Con quali parole  raccontare la violenza contro le donne?

“Una pistola per Esmeralda, una corda per Rita, una pallottola per Concetta ed una per Annamaria, un coltello per Hane, un martello per Camilla”: donne uccise dai compagni o ex  che sono ricordate nel libro L’ho uccisa perché l’amavo. Falso! , di Loredana Lipperini e Michela Murgia per la collana Idòla di Laterza, uscito da poco nelle librerie. Una interessante analisi dei significati e del linguaggio che i giornalisti e le giornaliste adoperano per raccontare i femminicidi negli articoli di cronaca e nei servizi televisivi.  

Chi lavora nelle relazioni di aiuto o fa la (o il) terapeuta sa quanto sia importante l’uso delle parole nella costruzione o ricostruzione dell’esperienza nel processo di elaborazione del lutto, del trauma o di vissuti dolorosi. Con quali parole, immagini, modelli di mascolinità e femminilità  elaboriamo socialmente la violenza contro le donne e i femminicidi? La stampa e la televisione giocano un ruolo rilevante in questo processo di elaborazione collettiva, ma riescono ad esserne all’altezza? E’ un processo di elaborazione o piuttosto di rimozione quello che viene condotto  sulle pagine dei giornali? Che cosa si rimuove?

Questo è un tema caro ai centri antiviolenza fin dal primo convegno nazionale che si svolse a Marina di Ravenna, nel 1996,  e poi negli anni fu motivo di confronto con  i giornalisti.

Sono trascorsi quasi vent’anni da quel primo convegno ma lo schema che viene ripetuto nella cronaca  è quasi sempre lo stesso.

Il femminicidio nei media, ci dicono  Loredana Lipperini e Michela Murgia, viene  generalmente legato a due motivi: l’amore o la malattia. Quando il movente viene identificato nel delitto passionale, quello per “troppo amore” si confonde l’amore con la rabbia o l’incapacità di affrontare solitudine e abbandono. Quando è identificato con la malattia, si lega l’atto omicida ad una patologia, a qualcosa che fa parte della devianza.

La violenza viene quasi sempre spiegata come  un “raptus” o una  “follia omicida”, anche se  l’uccisione della donna avviene dopo anni di violenze familiari o stalking, e le indagini rivelano che il delitto era stato organizzato precedentemente. Negli articoli di nera o nei servizi televisivi si sottintende o si esplicita che a scatenare la “follia” sia stato un comportamento “sbagliato” della donna che ha scatenato la reazione distruttiva dell’ex compagno. Al femminicida vengono attribuite quasi sempre buone qualità (più raramente se è straniero):  “buon padre”, “bravo ragazzo”, o viene messa in luce l’infelicità. La donna invece viene spesso descritta come una portatrice di disordine che aveva (o aveva avuto) molte relazioni”, o non accudente, o infedele. Una donna che non rispettava le aspettative sociali e quelle del compagno, di essere una “buona moglie”.  

Con l’uso di queste  parole i giornalisti e le giornaliste  hanno la responsabilità più o meno inconsapevole di confermare la cultura che giustifica la violenza nei confronti delle donne. Dobbiamo imparare a parlare della morte delle donne, suggeriscono le autrici,  a nominare il femminicidio, senza paura, lo devono fare i media e lo dobbiamo fare tutti.

───

Traduci in inglese questa frase del testo sul linguaggio dei media e i femminicidi: «Sono trascorsi quasi vent’anni da quel primo convegno ma lo schema che viene ripetuto nella cronaca è quasi sempre lo stesso».

───

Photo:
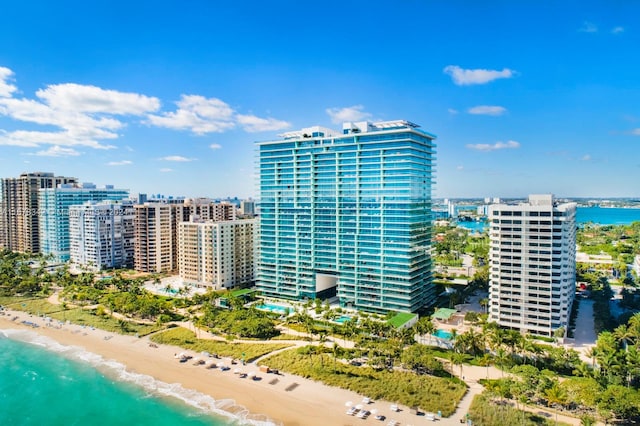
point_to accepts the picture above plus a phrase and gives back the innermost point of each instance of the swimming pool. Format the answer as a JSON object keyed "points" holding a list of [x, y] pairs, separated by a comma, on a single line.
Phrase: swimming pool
{"points": [[443, 334], [277, 309], [343, 319]]}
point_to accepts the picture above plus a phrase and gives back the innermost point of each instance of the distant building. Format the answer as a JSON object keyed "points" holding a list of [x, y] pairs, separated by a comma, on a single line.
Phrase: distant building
{"points": [[156, 229], [206, 209], [54, 206], [217, 254], [533, 264], [20, 210], [348, 214], [101, 234], [248, 207]]}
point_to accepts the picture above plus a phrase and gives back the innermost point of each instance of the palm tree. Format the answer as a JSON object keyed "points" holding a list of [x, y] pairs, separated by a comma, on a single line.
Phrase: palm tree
{"points": [[486, 361], [502, 358], [555, 395], [457, 359], [485, 304]]}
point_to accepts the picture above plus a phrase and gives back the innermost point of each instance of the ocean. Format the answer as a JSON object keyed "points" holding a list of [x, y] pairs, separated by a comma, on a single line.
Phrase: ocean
{"points": [[598, 215], [45, 383]]}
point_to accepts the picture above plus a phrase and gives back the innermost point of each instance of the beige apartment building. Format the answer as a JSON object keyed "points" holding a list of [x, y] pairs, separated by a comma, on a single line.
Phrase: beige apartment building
{"points": [[156, 229], [154, 248], [217, 254], [533, 264], [20, 212]]}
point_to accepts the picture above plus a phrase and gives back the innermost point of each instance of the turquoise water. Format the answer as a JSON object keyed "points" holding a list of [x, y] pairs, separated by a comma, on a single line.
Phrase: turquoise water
{"points": [[342, 319], [607, 216], [443, 334], [273, 308], [600, 215], [44, 383]]}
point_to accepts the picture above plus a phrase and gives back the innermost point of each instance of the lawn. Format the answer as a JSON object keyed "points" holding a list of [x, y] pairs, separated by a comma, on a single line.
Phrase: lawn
{"points": [[400, 319], [90, 319], [484, 412], [427, 392], [187, 339]]}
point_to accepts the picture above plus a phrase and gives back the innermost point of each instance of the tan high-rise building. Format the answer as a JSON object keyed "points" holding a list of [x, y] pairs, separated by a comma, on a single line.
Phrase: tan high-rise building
{"points": [[206, 209], [217, 254], [20, 212], [533, 264], [154, 247], [156, 229]]}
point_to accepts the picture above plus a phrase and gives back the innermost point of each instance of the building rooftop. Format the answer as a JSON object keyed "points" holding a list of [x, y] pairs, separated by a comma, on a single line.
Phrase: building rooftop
{"points": [[349, 127]]}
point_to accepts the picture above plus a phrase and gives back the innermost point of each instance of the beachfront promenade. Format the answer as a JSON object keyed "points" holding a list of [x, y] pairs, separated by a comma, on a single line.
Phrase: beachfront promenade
{"points": [[291, 399]]}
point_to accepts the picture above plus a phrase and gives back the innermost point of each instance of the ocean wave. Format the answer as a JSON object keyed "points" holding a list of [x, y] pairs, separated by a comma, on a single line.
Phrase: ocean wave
{"points": [[227, 408]]}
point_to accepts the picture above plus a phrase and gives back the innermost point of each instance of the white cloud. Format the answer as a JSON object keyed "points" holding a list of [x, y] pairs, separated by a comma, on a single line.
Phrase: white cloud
{"points": [[352, 113], [33, 139], [252, 124], [6, 89], [119, 163], [463, 77], [177, 158], [198, 114], [588, 27], [82, 115], [58, 151], [493, 147], [92, 99], [487, 110]]}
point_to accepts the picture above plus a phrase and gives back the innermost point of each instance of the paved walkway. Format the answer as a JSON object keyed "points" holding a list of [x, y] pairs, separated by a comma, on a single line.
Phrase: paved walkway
{"points": [[584, 335]]}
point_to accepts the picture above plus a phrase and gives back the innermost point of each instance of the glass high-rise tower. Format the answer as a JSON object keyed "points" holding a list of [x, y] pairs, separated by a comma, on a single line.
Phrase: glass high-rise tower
{"points": [[348, 214]]}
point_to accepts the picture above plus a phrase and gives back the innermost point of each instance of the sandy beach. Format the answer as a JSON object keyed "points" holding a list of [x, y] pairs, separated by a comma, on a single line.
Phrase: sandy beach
{"points": [[308, 403]]}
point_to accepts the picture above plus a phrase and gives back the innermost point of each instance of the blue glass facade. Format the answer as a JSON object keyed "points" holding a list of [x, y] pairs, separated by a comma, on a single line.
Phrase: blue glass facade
{"points": [[54, 206], [350, 211]]}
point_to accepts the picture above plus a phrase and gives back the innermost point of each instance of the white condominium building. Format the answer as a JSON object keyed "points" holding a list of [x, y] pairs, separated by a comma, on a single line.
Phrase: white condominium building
{"points": [[217, 254], [533, 264], [101, 234], [154, 225]]}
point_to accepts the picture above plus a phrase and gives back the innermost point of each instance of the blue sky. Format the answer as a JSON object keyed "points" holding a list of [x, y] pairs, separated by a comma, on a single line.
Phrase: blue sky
{"points": [[169, 97]]}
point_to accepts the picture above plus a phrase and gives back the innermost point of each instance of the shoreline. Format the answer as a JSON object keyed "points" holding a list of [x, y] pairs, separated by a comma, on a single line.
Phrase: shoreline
{"points": [[289, 401]]}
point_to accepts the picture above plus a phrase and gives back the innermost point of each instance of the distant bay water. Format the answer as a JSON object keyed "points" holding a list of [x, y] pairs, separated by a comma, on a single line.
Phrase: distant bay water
{"points": [[597, 215], [45, 383]]}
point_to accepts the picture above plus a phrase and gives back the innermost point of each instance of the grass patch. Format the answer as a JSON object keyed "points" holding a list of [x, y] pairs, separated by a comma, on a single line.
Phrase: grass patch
{"points": [[35, 306], [186, 339], [90, 319], [242, 292], [427, 392], [8, 301], [400, 319], [484, 411], [289, 337]]}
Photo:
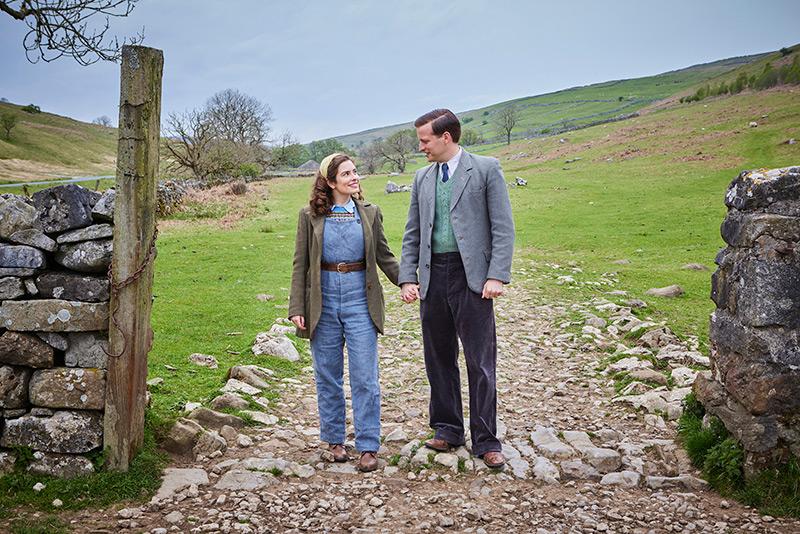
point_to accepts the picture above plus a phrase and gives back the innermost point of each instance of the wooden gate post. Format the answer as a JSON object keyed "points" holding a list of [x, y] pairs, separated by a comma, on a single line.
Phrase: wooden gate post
{"points": [[130, 335]]}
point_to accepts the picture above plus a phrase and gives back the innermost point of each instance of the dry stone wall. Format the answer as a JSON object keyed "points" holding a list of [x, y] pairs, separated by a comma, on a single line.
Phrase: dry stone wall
{"points": [[754, 385], [55, 249]]}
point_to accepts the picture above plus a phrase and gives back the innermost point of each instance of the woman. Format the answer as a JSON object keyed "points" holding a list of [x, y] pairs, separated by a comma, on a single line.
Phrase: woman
{"points": [[336, 298]]}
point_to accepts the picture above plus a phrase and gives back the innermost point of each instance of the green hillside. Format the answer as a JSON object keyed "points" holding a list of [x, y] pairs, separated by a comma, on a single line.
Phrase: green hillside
{"points": [[578, 106], [46, 146]]}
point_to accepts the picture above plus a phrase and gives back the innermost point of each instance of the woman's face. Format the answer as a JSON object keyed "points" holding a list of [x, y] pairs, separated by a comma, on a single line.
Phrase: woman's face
{"points": [[347, 180]]}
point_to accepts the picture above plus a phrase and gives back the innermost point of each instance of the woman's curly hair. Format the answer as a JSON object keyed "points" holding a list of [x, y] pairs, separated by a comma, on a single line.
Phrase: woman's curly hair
{"points": [[321, 193]]}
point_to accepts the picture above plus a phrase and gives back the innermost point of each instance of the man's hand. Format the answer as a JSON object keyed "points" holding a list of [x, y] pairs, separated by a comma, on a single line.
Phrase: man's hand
{"points": [[492, 288], [409, 292]]}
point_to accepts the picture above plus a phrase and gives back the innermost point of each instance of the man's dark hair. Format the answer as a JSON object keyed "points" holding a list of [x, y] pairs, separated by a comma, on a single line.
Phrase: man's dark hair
{"points": [[442, 120]]}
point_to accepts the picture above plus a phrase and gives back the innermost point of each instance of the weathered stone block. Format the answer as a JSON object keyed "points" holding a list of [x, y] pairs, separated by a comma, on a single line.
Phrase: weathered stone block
{"points": [[11, 288], [72, 286], [55, 340], [764, 292], [753, 190], [60, 465], [23, 349], [34, 238], [15, 214], [12, 271], [21, 257], [87, 349], [743, 229], [86, 257], [53, 315], [14, 387], [757, 433], [90, 233], [65, 432], [182, 436], [212, 420], [65, 207], [81, 389]]}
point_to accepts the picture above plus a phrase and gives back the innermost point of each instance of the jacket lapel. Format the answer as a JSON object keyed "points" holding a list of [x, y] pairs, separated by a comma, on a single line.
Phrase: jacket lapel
{"points": [[427, 193], [461, 177], [365, 212]]}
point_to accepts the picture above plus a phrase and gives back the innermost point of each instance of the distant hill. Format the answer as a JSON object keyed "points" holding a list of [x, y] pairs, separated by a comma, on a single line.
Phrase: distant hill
{"points": [[578, 106], [47, 146]]}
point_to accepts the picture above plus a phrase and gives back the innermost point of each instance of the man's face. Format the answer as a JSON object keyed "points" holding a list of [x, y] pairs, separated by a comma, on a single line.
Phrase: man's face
{"points": [[435, 147]]}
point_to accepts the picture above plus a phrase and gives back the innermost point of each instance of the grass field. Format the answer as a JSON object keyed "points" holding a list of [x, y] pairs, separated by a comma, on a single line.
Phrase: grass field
{"points": [[46, 146], [656, 203], [577, 106], [649, 190]]}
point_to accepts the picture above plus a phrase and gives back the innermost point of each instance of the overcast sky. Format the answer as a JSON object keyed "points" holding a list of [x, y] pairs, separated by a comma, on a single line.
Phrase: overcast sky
{"points": [[335, 67]]}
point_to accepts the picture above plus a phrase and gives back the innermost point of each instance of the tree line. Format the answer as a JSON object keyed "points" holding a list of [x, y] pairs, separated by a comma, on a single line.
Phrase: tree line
{"points": [[787, 74]]}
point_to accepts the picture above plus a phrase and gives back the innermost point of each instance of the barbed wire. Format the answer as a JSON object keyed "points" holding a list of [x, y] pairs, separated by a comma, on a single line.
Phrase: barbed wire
{"points": [[117, 286]]}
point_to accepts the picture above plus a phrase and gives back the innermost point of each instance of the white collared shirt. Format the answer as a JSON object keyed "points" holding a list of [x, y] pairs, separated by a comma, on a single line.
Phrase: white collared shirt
{"points": [[452, 164], [350, 207]]}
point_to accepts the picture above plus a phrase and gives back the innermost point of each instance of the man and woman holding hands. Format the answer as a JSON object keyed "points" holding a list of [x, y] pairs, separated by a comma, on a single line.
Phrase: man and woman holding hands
{"points": [[456, 258]]}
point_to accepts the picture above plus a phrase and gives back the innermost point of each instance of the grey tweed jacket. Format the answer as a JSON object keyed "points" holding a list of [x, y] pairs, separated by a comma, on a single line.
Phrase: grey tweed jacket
{"points": [[480, 212]]}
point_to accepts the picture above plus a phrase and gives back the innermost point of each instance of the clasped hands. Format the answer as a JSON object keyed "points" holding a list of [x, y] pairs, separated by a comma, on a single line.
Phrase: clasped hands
{"points": [[491, 289]]}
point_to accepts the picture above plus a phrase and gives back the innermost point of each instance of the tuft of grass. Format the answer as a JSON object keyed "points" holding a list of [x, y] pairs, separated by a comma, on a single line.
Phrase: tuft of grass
{"points": [[192, 211], [720, 457], [39, 525], [96, 490], [462, 465]]}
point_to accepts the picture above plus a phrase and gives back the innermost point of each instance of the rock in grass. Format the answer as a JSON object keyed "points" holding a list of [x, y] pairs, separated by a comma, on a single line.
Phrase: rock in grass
{"points": [[274, 345], [203, 360], [65, 432], [694, 267], [215, 420], [668, 291], [182, 436]]}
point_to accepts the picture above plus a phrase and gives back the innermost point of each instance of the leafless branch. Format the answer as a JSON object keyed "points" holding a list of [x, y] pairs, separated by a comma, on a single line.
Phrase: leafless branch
{"points": [[58, 28]]}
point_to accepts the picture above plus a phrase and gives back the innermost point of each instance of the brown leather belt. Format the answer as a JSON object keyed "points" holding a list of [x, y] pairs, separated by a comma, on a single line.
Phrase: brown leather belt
{"points": [[344, 267]]}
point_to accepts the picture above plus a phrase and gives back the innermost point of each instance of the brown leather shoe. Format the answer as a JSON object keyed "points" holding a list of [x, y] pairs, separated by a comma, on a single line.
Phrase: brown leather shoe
{"points": [[338, 451], [438, 444], [368, 462], [494, 459]]}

───

### Soluzione:
Almost twenty years have passed since that first conference, but the pattern repeated in news reporting is almost always the same.